----- Mensaje original ----- De: Peter Dimov <pdimov@mmltd.net> Fecha: Sábado, Mayo 5, 2007 12:17 pm Asunto: Re: [boost] Serialization support,Was: [BoostCon07][testing] Session reminder. Para: boost@lists.boost.org
Sohail Somani wrote:
-----Original Message----- From: boost-bounces@lists.boost.org [mailto:boost-bounces@lists.boost.org] On Behalf Of Peter Dimov
If your serialization methods
- allow creation of objects whose invariants do not hold, or - expose implementation details in the external representation,
What do you mean by the second line?
Consider for example a set<int>. The proper way to serialize it is as a sequence of values. This is what the user sees, and this external format is robust against changes in the implementation. If you serialize it as a tree of Node classes, this would make it quite hard to switch to a skip list representation later.

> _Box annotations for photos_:
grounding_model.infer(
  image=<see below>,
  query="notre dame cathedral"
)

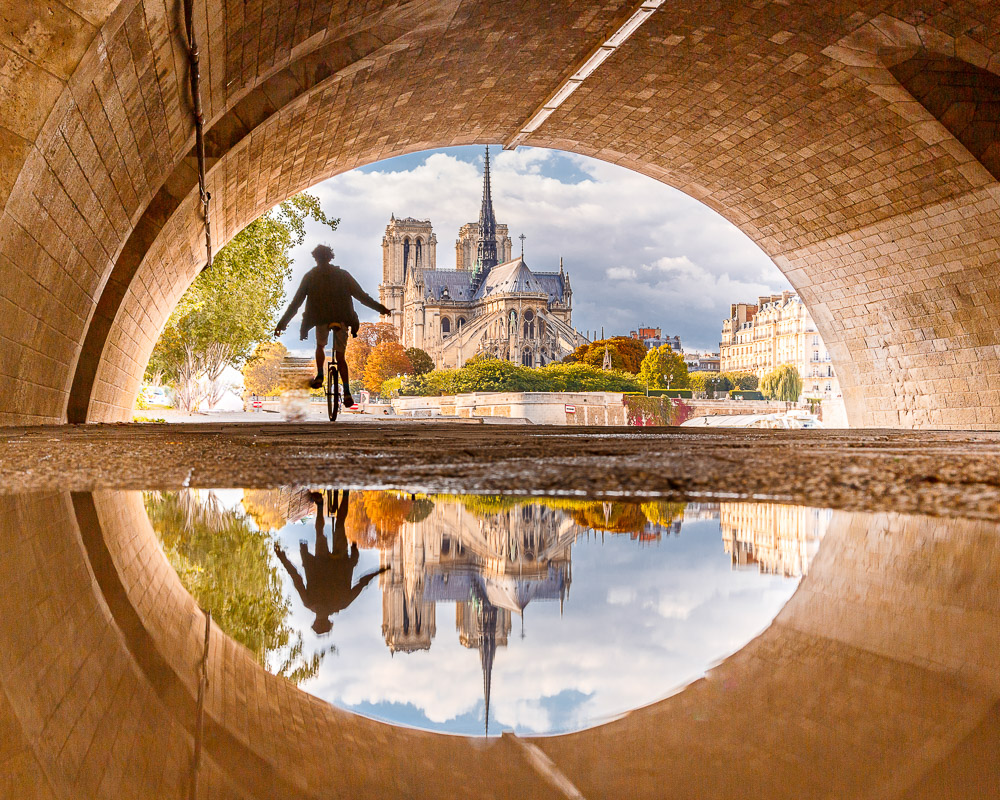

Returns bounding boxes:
[379,147,587,368]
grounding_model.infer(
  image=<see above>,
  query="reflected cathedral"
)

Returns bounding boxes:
[381,502,583,732]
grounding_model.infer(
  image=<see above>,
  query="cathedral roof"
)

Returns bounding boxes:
[424,269,472,300]
[476,256,563,300]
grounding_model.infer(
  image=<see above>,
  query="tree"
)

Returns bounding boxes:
[688,371,736,399]
[639,344,689,389]
[563,336,646,375]
[760,364,802,403]
[364,342,413,393]
[146,193,339,401]
[143,489,322,683]
[720,372,760,392]
[406,347,434,375]
[243,342,288,395]
[345,322,399,375]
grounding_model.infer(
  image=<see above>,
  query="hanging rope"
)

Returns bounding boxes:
[184,0,212,269]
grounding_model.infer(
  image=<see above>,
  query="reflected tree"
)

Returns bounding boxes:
[144,490,323,683]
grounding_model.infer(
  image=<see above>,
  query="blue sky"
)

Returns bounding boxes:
[282,147,789,353]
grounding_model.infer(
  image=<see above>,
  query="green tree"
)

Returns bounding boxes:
[146,193,339,405]
[143,490,322,683]
[760,364,802,403]
[639,344,689,389]
[406,347,434,375]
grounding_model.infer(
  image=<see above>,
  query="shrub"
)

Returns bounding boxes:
[622,394,691,426]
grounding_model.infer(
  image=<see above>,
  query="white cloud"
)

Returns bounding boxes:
[264,510,797,733]
[274,148,788,350]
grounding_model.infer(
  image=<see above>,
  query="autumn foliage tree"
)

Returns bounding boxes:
[563,336,646,375]
[406,347,434,375]
[346,322,399,386]
[639,344,690,389]
[243,342,288,395]
[359,344,413,393]
[146,193,339,406]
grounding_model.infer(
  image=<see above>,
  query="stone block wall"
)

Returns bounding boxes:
[0,0,1000,428]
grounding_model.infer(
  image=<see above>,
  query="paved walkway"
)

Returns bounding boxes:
[0,420,1000,518]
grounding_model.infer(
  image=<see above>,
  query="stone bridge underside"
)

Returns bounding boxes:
[0,0,1000,428]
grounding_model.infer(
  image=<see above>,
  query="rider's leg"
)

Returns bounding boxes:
[309,325,330,389]
[337,350,351,392]
[333,328,354,408]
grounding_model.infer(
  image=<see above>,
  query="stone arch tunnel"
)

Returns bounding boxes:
[0,0,1000,429]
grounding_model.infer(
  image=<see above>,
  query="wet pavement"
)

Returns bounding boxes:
[0,421,1000,519]
[144,487,832,735]
[0,422,1000,800]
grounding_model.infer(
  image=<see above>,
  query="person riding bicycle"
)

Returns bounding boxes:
[274,244,392,408]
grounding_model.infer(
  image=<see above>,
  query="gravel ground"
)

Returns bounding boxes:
[0,420,1000,519]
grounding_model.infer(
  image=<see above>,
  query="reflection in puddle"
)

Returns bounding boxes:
[145,489,830,734]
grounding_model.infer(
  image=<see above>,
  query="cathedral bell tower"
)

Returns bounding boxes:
[378,214,437,341]
[472,145,500,291]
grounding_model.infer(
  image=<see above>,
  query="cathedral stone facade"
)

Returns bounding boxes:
[379,148,587,369]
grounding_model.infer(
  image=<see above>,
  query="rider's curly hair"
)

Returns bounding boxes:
[313,244,333,262]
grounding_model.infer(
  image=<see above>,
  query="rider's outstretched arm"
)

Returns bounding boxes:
[274,278,308,334]
[351,275,392,316]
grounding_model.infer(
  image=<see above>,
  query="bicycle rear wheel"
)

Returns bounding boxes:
[326,360,340,422]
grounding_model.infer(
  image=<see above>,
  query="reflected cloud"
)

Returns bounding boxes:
[147,488,830,735]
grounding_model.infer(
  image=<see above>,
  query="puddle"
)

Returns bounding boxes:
[143,489,831,736]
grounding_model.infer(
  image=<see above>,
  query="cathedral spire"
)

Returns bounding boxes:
[475,145,500,280]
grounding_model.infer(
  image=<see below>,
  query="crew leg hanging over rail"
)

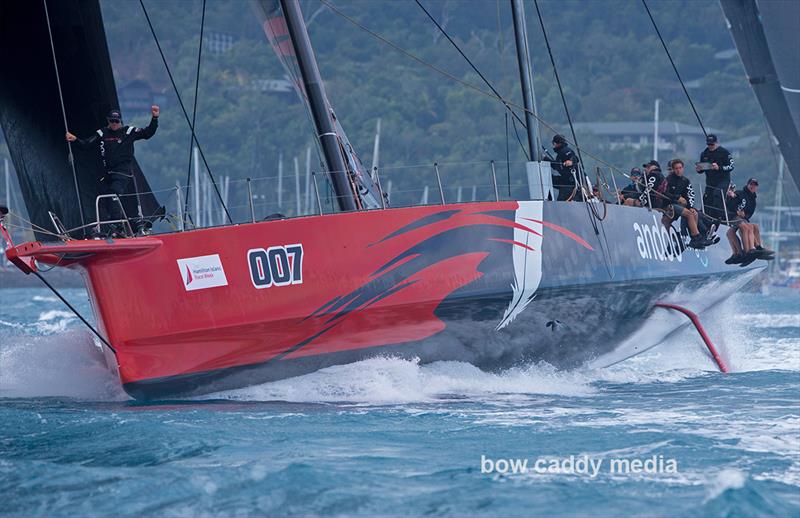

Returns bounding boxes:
[655,302,729,373]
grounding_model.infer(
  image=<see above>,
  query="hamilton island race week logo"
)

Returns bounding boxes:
[178,254,228,291]
[247,243,303,290]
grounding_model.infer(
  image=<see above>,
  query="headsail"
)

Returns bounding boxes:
[0,0,160,241]
[720,0,800,185]
[255,0,381,209]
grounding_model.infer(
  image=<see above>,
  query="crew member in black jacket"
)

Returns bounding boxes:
[695,133,733,220]
[619,167,644,207]
[725,178,775,266]
[661,158,713,248]
[550,135,583,201]
[67,106,159,234]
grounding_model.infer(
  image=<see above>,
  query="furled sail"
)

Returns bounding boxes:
[255,0,381,209]
[720,0,800,185]
[0,0,163,241]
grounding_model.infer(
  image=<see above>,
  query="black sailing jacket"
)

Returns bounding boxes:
[700,146,733,190]
[75,117,158,174]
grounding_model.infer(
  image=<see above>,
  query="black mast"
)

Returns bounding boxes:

> _Set problem_: Can you reproduce the full serialization thread word for word? None of the items above matter here.

> _The result_:
----- Mensaje original ----- De: Peter Dimov <pdimov@mmltd.net> Fecha: Sábado, Mayo 5, 2007 12:17 pm Asunto: Re: [boost] Serialization support,Was: [BoostCon07][testing] Session reminder. Para: boost@lists.boost.org
Sohail Somani wrote:
-----Original Message----- From: boost-bounces@lists.boost.org [mailto:boost-bounces@lists.boost.org] On Behalf Of Peter Dimov
If your serialization methods
- allow creation of objects whose invariants do not hold, or - expose implementation details in the external representation,
What do you mean by the second line?
Consider for example a set<int>. The proper way to serialize it is as a sequence of values. This is what the user sees, and this external format is robust against changes in the implementation. If you serialize it as a tree of Node classes, this would make it quite hard to switch to a skip list representation later.